Write out every row below word for word, with no changes.

Given entries >>
===============

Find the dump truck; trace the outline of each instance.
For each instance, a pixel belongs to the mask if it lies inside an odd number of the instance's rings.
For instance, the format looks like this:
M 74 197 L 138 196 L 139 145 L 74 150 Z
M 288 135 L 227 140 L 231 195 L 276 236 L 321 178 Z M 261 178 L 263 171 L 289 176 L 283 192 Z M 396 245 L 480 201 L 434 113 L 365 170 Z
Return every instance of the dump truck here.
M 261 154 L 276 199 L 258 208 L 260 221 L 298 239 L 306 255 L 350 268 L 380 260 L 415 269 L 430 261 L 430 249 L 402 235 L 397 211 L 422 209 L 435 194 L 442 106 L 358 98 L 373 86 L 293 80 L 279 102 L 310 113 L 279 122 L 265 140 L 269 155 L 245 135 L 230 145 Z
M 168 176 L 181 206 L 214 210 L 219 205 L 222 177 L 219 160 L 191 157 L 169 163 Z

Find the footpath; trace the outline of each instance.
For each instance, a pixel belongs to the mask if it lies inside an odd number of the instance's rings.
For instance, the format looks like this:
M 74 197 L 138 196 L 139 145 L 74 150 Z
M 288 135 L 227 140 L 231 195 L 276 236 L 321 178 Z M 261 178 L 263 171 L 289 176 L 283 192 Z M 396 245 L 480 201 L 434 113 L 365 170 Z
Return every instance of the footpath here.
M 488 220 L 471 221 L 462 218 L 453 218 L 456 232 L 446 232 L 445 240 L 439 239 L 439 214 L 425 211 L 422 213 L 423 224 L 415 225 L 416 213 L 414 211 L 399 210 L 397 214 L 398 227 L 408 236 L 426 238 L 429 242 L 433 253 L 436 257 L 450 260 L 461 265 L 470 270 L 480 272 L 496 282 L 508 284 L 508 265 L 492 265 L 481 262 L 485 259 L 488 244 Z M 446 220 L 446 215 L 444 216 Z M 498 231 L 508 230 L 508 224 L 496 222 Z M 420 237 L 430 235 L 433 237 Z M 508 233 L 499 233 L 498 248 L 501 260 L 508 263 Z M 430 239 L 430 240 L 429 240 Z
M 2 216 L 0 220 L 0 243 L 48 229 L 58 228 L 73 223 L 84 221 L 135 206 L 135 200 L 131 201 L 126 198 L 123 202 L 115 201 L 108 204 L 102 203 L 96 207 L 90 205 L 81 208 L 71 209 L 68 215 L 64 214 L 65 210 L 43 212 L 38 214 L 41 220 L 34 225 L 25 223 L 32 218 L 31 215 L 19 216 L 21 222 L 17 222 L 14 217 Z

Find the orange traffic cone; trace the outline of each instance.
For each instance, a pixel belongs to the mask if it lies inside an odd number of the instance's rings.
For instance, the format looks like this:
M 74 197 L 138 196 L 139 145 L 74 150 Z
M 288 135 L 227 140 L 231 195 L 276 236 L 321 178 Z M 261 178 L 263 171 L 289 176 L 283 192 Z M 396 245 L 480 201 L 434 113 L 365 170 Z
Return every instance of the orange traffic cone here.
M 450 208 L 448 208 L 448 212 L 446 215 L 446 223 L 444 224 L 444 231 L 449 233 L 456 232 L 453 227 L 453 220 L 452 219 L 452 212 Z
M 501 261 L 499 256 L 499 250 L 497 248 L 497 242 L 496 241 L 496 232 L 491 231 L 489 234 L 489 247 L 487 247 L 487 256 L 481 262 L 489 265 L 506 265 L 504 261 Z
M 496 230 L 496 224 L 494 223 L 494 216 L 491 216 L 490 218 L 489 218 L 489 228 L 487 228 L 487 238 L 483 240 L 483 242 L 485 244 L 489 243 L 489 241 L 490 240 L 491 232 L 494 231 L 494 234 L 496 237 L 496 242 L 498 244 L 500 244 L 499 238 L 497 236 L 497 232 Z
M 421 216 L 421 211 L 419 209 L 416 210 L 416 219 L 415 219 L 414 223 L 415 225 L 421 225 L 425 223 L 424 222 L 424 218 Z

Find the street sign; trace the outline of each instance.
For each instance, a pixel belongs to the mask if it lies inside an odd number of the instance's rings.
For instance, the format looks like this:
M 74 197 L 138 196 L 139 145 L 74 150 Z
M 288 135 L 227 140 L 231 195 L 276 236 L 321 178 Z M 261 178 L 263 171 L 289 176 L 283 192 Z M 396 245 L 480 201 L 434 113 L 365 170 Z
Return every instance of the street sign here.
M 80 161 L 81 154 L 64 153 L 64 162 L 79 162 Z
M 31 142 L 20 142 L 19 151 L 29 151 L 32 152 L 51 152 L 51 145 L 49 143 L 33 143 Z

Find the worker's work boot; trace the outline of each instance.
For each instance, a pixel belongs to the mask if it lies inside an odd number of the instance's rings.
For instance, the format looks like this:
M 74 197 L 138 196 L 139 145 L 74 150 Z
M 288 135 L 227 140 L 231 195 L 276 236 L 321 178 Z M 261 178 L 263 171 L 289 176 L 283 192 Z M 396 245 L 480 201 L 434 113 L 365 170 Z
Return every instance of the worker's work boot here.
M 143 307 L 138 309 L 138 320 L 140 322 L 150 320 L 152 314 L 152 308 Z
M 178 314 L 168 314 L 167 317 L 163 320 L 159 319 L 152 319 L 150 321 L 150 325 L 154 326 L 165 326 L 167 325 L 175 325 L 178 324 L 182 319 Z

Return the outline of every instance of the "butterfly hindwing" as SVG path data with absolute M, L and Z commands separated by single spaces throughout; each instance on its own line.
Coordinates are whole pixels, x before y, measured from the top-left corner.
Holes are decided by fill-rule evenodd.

===============

Solution to this task >>
Find the dump truck; trace the outline of each instance.
For each instance, a pixel belongs to the mask if it lies inside an odd number of the instance's rings.
For instance, the format looks like this:
M 74 197 L 138 196 L 139 145 L 74 150 Z
M 288 135 L 227 140 L 231 195 L 276 236 L 321 178 Z M 261 178 L 263 171 L 289 176 L 283 192 Z M 396 245 L 480 201 L 434 113 L 365 170 Z
Return every instance of the dump truck here.
M 261 154 L 276 199 L 258 208 L 260 221 L 298 239 L 306 255 L 350 268 L 380 260 L 415 269 L 430 261 L 430 249 L 402 235 L 397 211 L 422 209 L 435 194 L 442 106 L 358 98 L 373 86 L 293 80 L 279 102 L 310 113 L 279 122 L 265 140 L 269 155 L 245 135 L 230 145 Z
M 168 176 L 181 206 L 214 210 L 219 205 L 222 177 L 219 160 L 191 157 L 169 163 Z

Find the footpath; trace the outline of each instance.
For each instance, a pixel belongs to the mask if it lies inside an odd number of the instance's rings.
For instance, the format looks like this:
M 74 197 L 138 196 L 139 145 L 74 150 Z
M 288 135 L 227 140 L 231 195 L 276 236 L 321 178 Z M 261 178 L 263 171 L 289 176 L 283 192 Z M 396 245 L 480 201 L 434 113 L 365 170 Z
Return every instance of the footpath here.
M 488 220 L 471 221 L 462 218 L 453 218 L 456 232 L 446 232 L 445 240 L 439 239 L 439 214 L 425 211 L 422 213 L 423 224 L 415 225 L 416 213 L 414 211 L 399 210 L 397 214 L 398 227 L 408 236 L 426 238 L 429 242 L 433 253 L 436 257 L 450 260 L 461 265 L 470 270 L 480 272 L 496 282 L 508 284 L 508 265 L 492 265 L 481 262 L 485 259 L 488 244 Z M 446 220 L 446 215 L 444 216 Z M 498 231 L 508 230 L 508 224 L 496 222 Z M 420 237 L 430 235 L 433 237 Z M 508 233 L 499 233 L 498 248 L 501 260 L 508 263 Z M 430 239 L 430 240 L 429 240 Z
M 2 216 L 0 220 L 0 243 L 48 229 L 58 228 L 73 223 L 84 221 L 135 206 L 135 200 L 131 201 L 126 198 L 123 202 L 115 201 L 108 204 L 102 203 L 96 207 L 90 205 L 81 208 L 71 209 L 68 215 L 64 214 L 65 210 L 43 212 L 38 214 L 41 220 L 34 225 L 25 223 L 32 218 L 31 215 L 19 216 L 21 222 L 17 222 L 14 217 Z

Find the orange traffic cone; trace the outline of each instance.
For each instance, a pixel belongs to the mask if it lies inside an odd number of the instance's rings.
For instance, the format looks like this:
M 74 197 L 138 196 L 139 145 L 74 150 Z
M 288 135 L 227 140 L 231 195 L 276 236 L 321 178 Z M 261 178 L 263 171 L 289 176 L 283 192 Z M 396 245 L 480 201 L 434 113 L 365 170 Z
Return every instance of the orange traffic cone here.
M 450 208 L 448 208 L 448 212 L 446 215 L 446 223 L 444 224 L 444 231 L 449 233 L 456 232 L 453 227 L 453 220 L 452 219 L 452 212 Z
M 501 261 L 499 256 L 499 250 L 497 248 L 497 242 L 496 241 L 496 232 L 491 231 L 489 234 L 489 247 L 487 247 L 487 256 L 481 262 L 489 265 L 506 265 L 504 261 Z
M 496 230 L 496 224 L 494 223 L 494 216 L 491 216 L 490 218 L 489 218 L 489 228 L 487 228 L 487 238 L 483 240 L 483 242 L 485 244 L 489 243 L 489 241 L 490 240 L 491 232 L 494 231 L 494 234 L 496 237 L 496 242 L 498 244 L 500 244 L 499 238 L 497 236 L 497 232 Z
M 421 216 L 421 211 L 419 209 L 416 210 L 416 219 L 415 219 L 414 223 L 415 225 L 421 225 L 425 223 L 424 222 L 424 218 Z

Find the street sign; trace the outline of each instance.
For each instance, a pixel belongs to the mask if it lies inside an odd number of the instance's rings.
For instance, the format looks like this:
M 74 197 L 138 196 L 139 145 L 74 150 Z
M 288 135 L 227 140 L 231 195 L 276 236 L 321 178 Z M 261 178 L 263 171 L 289 176 L 283 192 Z M 396 245 L 480 201 L 434 113 L 365 170 Z
Return every instance of the street sign here.
M 80 161 L 81 154 L 64 153 L 64 162 L 79 162 Z
M 31 142 L 20 142 L 19 151 L 29 151 L 32 152 L 51 152 L 51 145 L 49 143 L 33 143 Z

Find the worker's work boot; trace the outline of each instance.
For each instance, a pixel belongs to the mask if it lies inside an odd number of the instance's rings.
For instance, the format looks like this:
M 74 197 L 138 196 L 139 145 L 74 150 Z
M 288 135 L 227 140 L 231 195 L 276 236 L 321 178 Z M 261 178 L 263 171 L 289 176 L 283 192 Z M 396 245 L 480 201 L 434 113 L 365 170 Z
Return every instance of the worker's work boot here.
M 143 307 L 138 309 L 138 320 L 140 322 L 150 320 L 152 314 L 152 308 Z
M 178 314 L 168 314 L 167 317 L 163 320 L 159 319 L 152 319 L 150 321 L 150 325 L 154 326 L 165 326 L 167 325 L 175 325 L 178 324 L 182 319 Z

Return the outline of every instance of the "butterfly hindwing" as SVG path data with absolute M, L and Z commands separated by single spaces throughout; each instance on its own line.
Coordinates are whole pixels, x before y, measured from the top-left corner.
Holes are decided by fill-rule evenodd.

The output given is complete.